Set problem -> Give every line of the data again, unchanged, but with no pictures.

Extracted entries ->

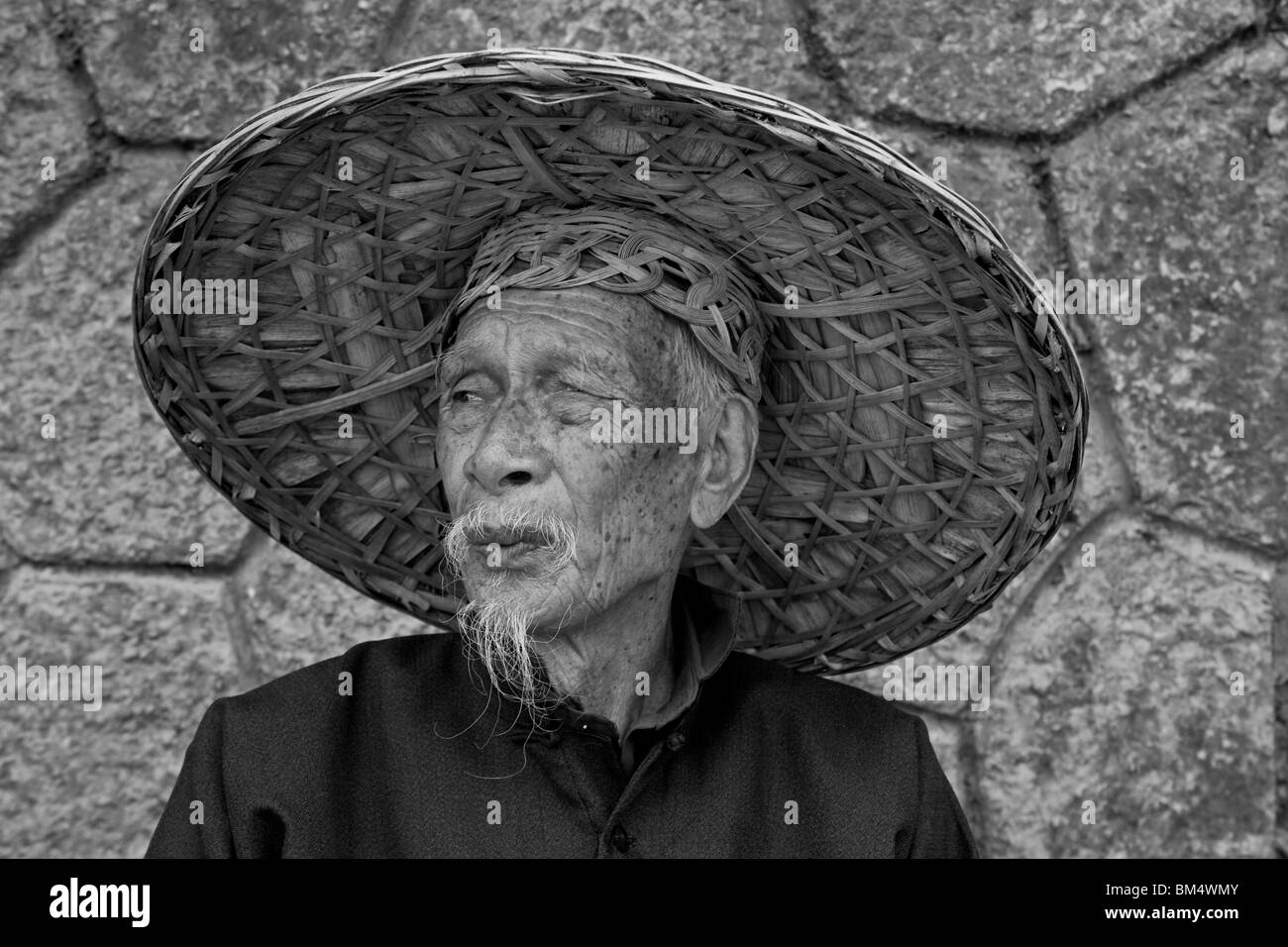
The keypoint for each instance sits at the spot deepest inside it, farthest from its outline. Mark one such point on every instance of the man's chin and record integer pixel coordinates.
(514, 589)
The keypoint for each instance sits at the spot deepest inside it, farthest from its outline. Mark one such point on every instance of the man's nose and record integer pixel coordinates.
(511, 450)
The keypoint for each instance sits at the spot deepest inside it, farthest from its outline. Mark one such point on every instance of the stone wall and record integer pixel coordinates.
(1133, 701)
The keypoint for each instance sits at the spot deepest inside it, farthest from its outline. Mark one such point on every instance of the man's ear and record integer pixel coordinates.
(726, 460)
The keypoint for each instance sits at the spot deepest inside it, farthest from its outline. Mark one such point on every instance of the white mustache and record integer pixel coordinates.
(483, 522)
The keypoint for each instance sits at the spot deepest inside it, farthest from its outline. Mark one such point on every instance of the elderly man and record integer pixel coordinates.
(617, 720)
(596, 694)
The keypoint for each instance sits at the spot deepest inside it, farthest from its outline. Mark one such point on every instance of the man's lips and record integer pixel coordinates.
(507, 554)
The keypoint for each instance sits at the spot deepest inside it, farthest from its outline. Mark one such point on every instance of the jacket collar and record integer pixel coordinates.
(704, 625)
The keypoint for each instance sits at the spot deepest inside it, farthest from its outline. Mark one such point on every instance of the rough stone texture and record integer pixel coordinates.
(78, 784)
(1212, 338)
(65, 322)
(1117, 689)
(153, 86)
(8, 557)
(292, 615)
(1279, 595)
(997, 179)
(1010, 67)
(44, 115)
(1103, 486)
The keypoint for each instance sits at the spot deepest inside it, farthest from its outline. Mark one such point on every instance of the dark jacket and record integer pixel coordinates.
(423, 761)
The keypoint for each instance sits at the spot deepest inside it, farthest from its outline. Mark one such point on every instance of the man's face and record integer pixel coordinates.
(515, 421)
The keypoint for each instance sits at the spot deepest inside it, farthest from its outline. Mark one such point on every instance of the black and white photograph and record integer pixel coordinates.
(597, 429)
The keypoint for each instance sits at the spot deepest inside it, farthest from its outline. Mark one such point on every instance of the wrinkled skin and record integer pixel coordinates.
(514, 425)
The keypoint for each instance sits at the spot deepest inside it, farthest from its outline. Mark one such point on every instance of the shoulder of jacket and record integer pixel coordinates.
(336, 684)
(819, 701)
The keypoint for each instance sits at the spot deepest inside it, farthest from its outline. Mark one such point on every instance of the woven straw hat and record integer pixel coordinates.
(922, 415)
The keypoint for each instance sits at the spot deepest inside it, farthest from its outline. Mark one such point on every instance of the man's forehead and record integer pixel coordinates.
(593, 329)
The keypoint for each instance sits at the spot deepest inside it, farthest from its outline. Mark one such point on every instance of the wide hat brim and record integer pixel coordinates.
(922, 418)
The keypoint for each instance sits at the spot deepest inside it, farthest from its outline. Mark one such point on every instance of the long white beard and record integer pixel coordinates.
(498, 629)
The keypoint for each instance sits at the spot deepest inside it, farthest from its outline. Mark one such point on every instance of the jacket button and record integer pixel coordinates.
(621, 840)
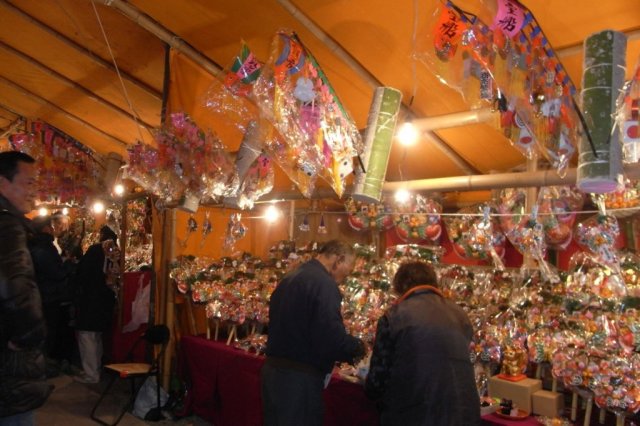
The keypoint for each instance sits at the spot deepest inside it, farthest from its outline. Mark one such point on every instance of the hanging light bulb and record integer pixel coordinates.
(272, 214)
(98, 207)
(118, 189)
(402, 196)
(407, 134)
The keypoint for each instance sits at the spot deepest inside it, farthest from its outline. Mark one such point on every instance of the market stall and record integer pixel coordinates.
(523, 192)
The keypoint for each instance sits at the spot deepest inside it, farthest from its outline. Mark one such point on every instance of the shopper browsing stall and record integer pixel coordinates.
(95, 301)
(22, 329)
(420, 372)
(306, 338)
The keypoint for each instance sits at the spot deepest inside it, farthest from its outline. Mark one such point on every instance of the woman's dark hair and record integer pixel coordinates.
(9, 163)
(411, 274)
(107, 233)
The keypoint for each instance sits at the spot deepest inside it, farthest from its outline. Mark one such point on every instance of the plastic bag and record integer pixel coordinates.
(147, 399)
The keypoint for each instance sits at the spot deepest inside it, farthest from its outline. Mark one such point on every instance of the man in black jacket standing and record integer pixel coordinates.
(95, 300)
(306, 338)
(23, 387)
(52, 277)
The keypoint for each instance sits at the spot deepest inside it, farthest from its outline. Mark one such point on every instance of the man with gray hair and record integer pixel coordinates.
(306, 337)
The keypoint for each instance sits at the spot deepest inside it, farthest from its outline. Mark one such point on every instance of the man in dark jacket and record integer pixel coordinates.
(51, 276)
(421, 372)
(306, 338)
(94, 303)
(23, 386)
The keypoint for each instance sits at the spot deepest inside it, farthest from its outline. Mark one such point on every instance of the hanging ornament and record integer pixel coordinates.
(207, 227)
(322, 229)
(304, 226)
(192, 226)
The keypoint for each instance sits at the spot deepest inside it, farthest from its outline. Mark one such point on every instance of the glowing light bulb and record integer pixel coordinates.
(402, 196)
(98, 207)
(407, 134)
(118, 189)
(272, 214)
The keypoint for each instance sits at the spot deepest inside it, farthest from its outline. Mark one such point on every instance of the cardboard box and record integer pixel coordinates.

Written answer ->
The keypoint for each instance sits at the spot deepest inside it, farthest from its outline. Mark one such point on every instance of the man's chin and record integer pixel coordinates.
(514, 589)
The keypoint for each instance sits at the spot deepest inside it, farthest from its outline. Mark one such point on every instance of the man's nose and record integer pixel coordinates.
(511, 450)
The keypoint for each instance sits at the spot deepest inside it, farthest from its outline. Mark one such point on every instance of the stone wall and record integer pixel coordinates.
(1133, 701)
The keypoint for each instance sits at the spot deepest inside it, farthest from its outline. Mark one such point on every instance of the man's ear and record integer pixel coordinates.
(726, 460)
The keypoint for each instance sits at the spot deepest inside it, farthest from its outline. Mark one such point on every instance of the white mustache and record integer pixel coordinates.
(483, 522)
The keypoint for each instance sits at the spot deepest inside it, farthest from its outline. Mark one such point on every instance of the elderly man and record integer pixel coordinates.
(617, 720)
(596, 694)
The keypoint for each instance sits at the spot deepest inside it, farthest from its outline. Mark one such point on every instance of the man's lips and record integer pixel coordinates.
(507, 554)
The keypoint for each instance sits at the spot deepest inside it, farthest from its outline. Mark one such point on every instance of the jacket collar and record integer pixel coordinates.
(704, 625)
The keypoint for each instance sits at the spot deepest inside it, farthest from its outline. Mark one such point on every instance of the rough stone texture and record integer pixel coordinates.
(78, 784)
(1212, 338)
(65, 322)
(1117, 689)
(153, 86)
(8, 557)
(292, 615)
(1279, 595)
(997, 179)
(1010, 67)
(44, 115)
(1103, 486)
The keypoint for each instance sits at the spot deepest inside it, farthest from its outline. Mark one such point on every instance of the dark jacket and record integer pixel coordinates.
(423, 761)
The keypoint for each instance sits at the spot deepest inside it, farthest from its outline. Mark one such point on every instance of the man's face and record integer pixel coordinates.
(515, 421)
The keypoint for each instance sits at the spot deepest inside it, farthest from its outline. Mark one such point on every instance of the black and white photograph and record integer pixel coordinates.
(597, 429)
The keypoint for each instance sits at the spot deepest inside it, farthest from its outline. Mark one such point on every instance of the wrinkled skin and record integer pixel coordinates.
(514, 425)
The keypoint for each instance sits at the spot deepest inside it, farthest from its outline. Mark one such point on every instance of the shoulder of jacket and record integer pixel coordinates.
(336, 684)
(819, 701)
The keypoint for each instance sits at the spot deepest inside it, farthest from its outline. Mark one such point on every instance of the woven straw hat and record integer pixel coordinates.
(922, 415)
The keypoint for each instance sits at the spot deepest inside it, farthest from its outline. Mark one such point on every instance of the man's forehead and record integer pixel coordinates.
(593, 329)
The keypoint for each instance sits at the spot deepest inside it, farthest from its outline. Mark one such point on every instance of the wide hat brim and record integer pixel coordinates.
(922, 418)
The keypoint for each instance sits at the spot deepest inside it, farthest from its outline. Mark one such point on every instance of the long white beard and record integer pixel coordinates.
(498, 629)
The keypoint for each instance sits at the spot deepest inside it, farthest from its outline. Mark one such point on every instance of the jacket button and record integer pixel coordinates.
(621, 840)
The keypoint for each instance sits at the spot deepest inside it, farthest from its outline. Mark one such point on every instance of the hanging light bulb and record integer pixel coordinates.
(272, 214)
(98, 207)
(118, 189)
(402, 196)
(407, 134)
The keypoint for each instance sits at the spot deepest inside it, farthest from its outline. Mark one such point on every instance of the market stall and record integer pixel coordinates.
(523, 192)
The keypoint for each instance sits at the spot deepest inside it, farthest from its outline. Mark one such point on every instance of the shopper browsing stall and record integer pixel coordinates.
(95, 301)
(22, 329)
(420, 372)
(306, 338)
The keypoint for each instance sits at the spot deepest inside it, farthest from its outline. Mark one such point on every instance of the woman's dark hair and record integer pixel coordinates.
(9, 163)
(411, 274)
(107, 233)
The keypoint for each instance sits at the spot deepest inside it, farthest from its outline. Mark one such point on every instance of the plastic bag and record integer pixel coordinates.
(147, 399)
The keypoint for each instance sits at the spot deepest inside it, farthest from its outline. Mark one such point on every instance of the man in black jacket standing and record integer pixel coordinates.
(95, 300)
(306, 338)
(23, 387)
(52, 277)
The keypoint for each instance sits at the spot deepest inside it, farthest from its outline. Mark one such point on every instance of the man with gray hair and record integer pixel coordinates.
(306, 337)
The keypoint for each instance sits at the spot deepest inside it, farthest from its outline. Mark one such point on every instance of the man in dark jacket and record integer pixel coordinates.
(51, 276)
(421, 372)
(306, 338)
(94, 303)
(23, 386)
The keypoint for each instance sits at the spot deepest inside it, farthest from its outline. Mark one such point on every instance of the hanging ornament and record integer pixel coordinates.
(207, 227)
(322, 229)
(304, 226)
(192, 226)
The keypoint for each instance sits at the spot deepest inside it, farthest from its outline. Mark one such point on every instance of the glowing light bulb and record integer pixel coordinates.
(402, 196)
(98, 207)
(407, 134)
(118, 189)
(272, 214)
The keypoint for each instance sits at the spot deepest inside it, farthest from its outline. Mark one such point on every instance of the cardboard box and record integer pixel coordinates.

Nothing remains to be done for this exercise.